# [Your instructions]
Could you copy out everything in the rows below, from the very first line down to the line containing "pixel 74 136", with both of those lines included and every character unchanged?
** Begin **
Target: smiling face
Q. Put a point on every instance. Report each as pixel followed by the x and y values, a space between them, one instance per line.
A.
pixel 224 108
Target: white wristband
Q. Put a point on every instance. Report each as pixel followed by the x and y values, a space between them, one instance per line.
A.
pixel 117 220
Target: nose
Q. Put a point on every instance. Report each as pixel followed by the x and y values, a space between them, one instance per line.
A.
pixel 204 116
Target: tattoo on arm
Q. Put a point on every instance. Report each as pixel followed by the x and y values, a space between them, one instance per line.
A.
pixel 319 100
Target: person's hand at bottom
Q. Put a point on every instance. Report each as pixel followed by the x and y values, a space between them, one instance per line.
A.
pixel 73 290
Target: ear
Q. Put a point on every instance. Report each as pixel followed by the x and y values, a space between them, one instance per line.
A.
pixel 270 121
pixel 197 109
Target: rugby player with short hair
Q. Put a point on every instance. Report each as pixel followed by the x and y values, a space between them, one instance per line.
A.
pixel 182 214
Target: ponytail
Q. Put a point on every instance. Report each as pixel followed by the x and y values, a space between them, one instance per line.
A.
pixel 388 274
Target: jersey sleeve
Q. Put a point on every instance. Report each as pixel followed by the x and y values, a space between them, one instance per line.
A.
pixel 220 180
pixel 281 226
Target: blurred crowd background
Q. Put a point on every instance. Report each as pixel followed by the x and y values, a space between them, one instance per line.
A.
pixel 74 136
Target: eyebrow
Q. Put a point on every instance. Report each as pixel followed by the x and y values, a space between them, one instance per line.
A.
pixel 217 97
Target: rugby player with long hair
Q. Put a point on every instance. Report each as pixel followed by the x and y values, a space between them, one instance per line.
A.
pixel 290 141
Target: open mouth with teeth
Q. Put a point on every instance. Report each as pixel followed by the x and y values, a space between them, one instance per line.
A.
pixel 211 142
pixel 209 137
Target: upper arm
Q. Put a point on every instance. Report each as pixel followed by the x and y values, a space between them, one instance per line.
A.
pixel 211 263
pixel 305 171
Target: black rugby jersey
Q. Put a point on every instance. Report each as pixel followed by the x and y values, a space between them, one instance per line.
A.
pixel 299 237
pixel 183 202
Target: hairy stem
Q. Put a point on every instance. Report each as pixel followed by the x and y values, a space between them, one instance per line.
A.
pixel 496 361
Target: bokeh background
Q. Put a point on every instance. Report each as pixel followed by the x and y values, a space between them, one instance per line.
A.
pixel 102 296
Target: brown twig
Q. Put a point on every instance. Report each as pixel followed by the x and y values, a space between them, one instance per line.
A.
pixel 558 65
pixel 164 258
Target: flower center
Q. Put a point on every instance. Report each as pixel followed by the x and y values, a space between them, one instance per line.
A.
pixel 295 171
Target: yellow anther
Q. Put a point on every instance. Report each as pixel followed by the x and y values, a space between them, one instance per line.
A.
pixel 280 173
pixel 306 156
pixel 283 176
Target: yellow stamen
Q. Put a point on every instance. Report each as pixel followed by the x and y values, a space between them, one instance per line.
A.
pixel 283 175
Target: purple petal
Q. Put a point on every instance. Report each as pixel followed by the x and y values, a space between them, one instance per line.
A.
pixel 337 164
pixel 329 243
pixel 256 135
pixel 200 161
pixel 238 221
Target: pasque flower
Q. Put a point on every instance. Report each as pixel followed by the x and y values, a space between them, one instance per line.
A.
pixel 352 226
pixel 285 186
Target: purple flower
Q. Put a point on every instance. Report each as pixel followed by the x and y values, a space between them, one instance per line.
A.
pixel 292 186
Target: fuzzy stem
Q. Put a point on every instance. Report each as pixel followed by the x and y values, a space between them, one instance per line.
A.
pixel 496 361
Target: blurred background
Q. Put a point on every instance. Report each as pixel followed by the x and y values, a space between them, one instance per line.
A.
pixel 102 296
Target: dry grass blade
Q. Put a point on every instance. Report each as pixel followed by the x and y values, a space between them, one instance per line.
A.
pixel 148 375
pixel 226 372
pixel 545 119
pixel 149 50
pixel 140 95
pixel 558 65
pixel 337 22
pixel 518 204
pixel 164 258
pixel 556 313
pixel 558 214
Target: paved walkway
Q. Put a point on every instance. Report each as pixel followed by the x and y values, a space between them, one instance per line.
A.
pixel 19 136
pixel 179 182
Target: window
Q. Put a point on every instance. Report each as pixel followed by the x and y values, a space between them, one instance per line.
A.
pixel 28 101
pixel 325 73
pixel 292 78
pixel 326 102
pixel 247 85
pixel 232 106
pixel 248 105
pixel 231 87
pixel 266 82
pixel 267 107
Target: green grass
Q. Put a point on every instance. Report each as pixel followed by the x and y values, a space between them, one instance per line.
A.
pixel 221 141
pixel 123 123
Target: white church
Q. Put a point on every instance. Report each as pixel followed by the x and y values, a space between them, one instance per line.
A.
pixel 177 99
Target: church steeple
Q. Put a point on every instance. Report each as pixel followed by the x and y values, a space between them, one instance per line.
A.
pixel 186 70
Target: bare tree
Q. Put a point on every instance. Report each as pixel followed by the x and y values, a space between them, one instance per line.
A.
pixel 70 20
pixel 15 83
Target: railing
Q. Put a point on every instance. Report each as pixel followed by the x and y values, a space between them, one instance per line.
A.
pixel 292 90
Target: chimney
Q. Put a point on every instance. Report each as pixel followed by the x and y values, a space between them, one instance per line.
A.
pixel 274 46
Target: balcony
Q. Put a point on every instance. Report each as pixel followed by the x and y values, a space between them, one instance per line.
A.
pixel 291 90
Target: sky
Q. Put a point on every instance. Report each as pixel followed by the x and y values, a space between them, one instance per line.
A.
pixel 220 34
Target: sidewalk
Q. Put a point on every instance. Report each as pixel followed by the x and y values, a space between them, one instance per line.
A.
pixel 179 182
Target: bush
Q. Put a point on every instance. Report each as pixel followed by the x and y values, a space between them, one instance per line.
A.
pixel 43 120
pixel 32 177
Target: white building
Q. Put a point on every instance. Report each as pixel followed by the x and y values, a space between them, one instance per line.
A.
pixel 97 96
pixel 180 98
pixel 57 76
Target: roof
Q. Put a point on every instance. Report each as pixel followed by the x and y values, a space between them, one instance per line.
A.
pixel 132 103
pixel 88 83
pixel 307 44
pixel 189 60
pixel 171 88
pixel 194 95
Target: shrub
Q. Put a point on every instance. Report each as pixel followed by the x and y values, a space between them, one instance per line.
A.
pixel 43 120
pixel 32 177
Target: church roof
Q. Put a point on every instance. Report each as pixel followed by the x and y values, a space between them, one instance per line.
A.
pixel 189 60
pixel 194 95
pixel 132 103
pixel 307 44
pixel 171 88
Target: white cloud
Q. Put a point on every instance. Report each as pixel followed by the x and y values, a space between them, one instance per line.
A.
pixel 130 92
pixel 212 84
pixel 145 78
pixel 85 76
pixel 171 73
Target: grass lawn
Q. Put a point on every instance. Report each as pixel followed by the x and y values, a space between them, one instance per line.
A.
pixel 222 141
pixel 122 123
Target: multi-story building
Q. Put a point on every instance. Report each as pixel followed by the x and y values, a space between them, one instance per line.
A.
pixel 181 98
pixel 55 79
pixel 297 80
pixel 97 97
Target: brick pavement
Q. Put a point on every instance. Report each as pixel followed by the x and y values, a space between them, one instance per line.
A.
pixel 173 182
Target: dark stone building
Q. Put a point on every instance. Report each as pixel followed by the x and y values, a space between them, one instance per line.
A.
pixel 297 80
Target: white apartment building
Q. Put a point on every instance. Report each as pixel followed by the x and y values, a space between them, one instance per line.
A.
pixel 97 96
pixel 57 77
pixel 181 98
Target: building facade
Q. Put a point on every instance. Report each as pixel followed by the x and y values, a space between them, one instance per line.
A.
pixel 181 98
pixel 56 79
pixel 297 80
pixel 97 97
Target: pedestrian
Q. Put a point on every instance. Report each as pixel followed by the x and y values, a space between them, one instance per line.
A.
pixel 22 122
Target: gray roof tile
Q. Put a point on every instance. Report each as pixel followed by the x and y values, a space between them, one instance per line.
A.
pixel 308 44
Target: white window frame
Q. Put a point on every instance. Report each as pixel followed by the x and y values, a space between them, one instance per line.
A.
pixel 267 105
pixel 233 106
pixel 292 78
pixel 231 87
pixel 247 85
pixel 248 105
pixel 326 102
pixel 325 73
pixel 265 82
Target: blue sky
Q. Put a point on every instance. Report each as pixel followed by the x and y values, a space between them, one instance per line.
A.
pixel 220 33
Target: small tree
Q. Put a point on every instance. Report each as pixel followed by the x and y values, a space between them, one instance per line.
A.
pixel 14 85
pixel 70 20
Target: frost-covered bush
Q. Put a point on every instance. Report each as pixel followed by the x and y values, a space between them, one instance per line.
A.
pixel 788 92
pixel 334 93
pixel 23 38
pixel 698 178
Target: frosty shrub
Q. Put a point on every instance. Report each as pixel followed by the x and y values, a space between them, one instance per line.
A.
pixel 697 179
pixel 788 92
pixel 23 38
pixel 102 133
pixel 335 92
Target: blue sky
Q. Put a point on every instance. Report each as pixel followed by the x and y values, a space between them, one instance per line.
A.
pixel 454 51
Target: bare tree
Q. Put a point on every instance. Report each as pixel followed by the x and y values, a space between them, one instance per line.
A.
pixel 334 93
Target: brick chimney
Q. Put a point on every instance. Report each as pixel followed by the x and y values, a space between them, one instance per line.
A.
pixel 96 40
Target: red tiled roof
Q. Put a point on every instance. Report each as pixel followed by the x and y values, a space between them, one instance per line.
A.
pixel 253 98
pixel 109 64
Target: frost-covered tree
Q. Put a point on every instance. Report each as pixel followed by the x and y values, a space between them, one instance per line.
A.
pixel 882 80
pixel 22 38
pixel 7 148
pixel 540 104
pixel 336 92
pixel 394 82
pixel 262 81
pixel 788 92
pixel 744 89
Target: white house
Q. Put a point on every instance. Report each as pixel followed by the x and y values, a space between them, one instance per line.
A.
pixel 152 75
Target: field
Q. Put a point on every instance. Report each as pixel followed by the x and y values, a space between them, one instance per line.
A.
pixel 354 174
** End **
# [Result of the exercise]
Target: smiling face
Q. Put a point on every instance. Report each as pixel followed by the x and y values, a space between them, one instance per line.
A.
pixel 224 108
Target: white wristband
Q. Put a point on every instance. Report each as pixel followed by the x and y values, a space between them, one instance per line.
A.
pixel 117 220
Target: nose
Q. Put a point on every instance. Report each as pixel followed by the x and y values, a space between them, one instance per line.
A.
pixel 204 116
Target: tattoo on arm
Q. Put a point on every instance. Report each as pixel followed by the x and y values, a space between them, one instance per line.
A.
pixel 319 100
Target: person's hand at bottom
Q. Put a point on every instance. Report each as pixel followed by the x and y values, a space between them, one instance per line.
A.
pixel 73 290
Target: ear
Q. Put a point on every instance. Report each as pixel followed by the x and y values, a space between them, one instance per line.
A.
pixel 270 121
pixel 197 109
Target: rugby player with short hair
Q. Put a point on every instance. Report each as pixel followed by the x and y values, a space between them, one instance per line.
A.
pixel 182 214
Target: ponytail
Q. Put a point on every instance. Report each as pixel followed by the x and y values, a space between them, one instance per line.
A.
pixel 388 274
Target: jersey sleeve
Q. Put a point on every instance. Report each as pixel followed by the x and y values, a space between them, one instance per line.
A.
pixel 220 180
pixel 281 226
Target: blurred crowd background
Q. Put a point on every instance. Report each as pixel followed by the x and y values, a space between them, one instance per line.
A.
pixel 74 136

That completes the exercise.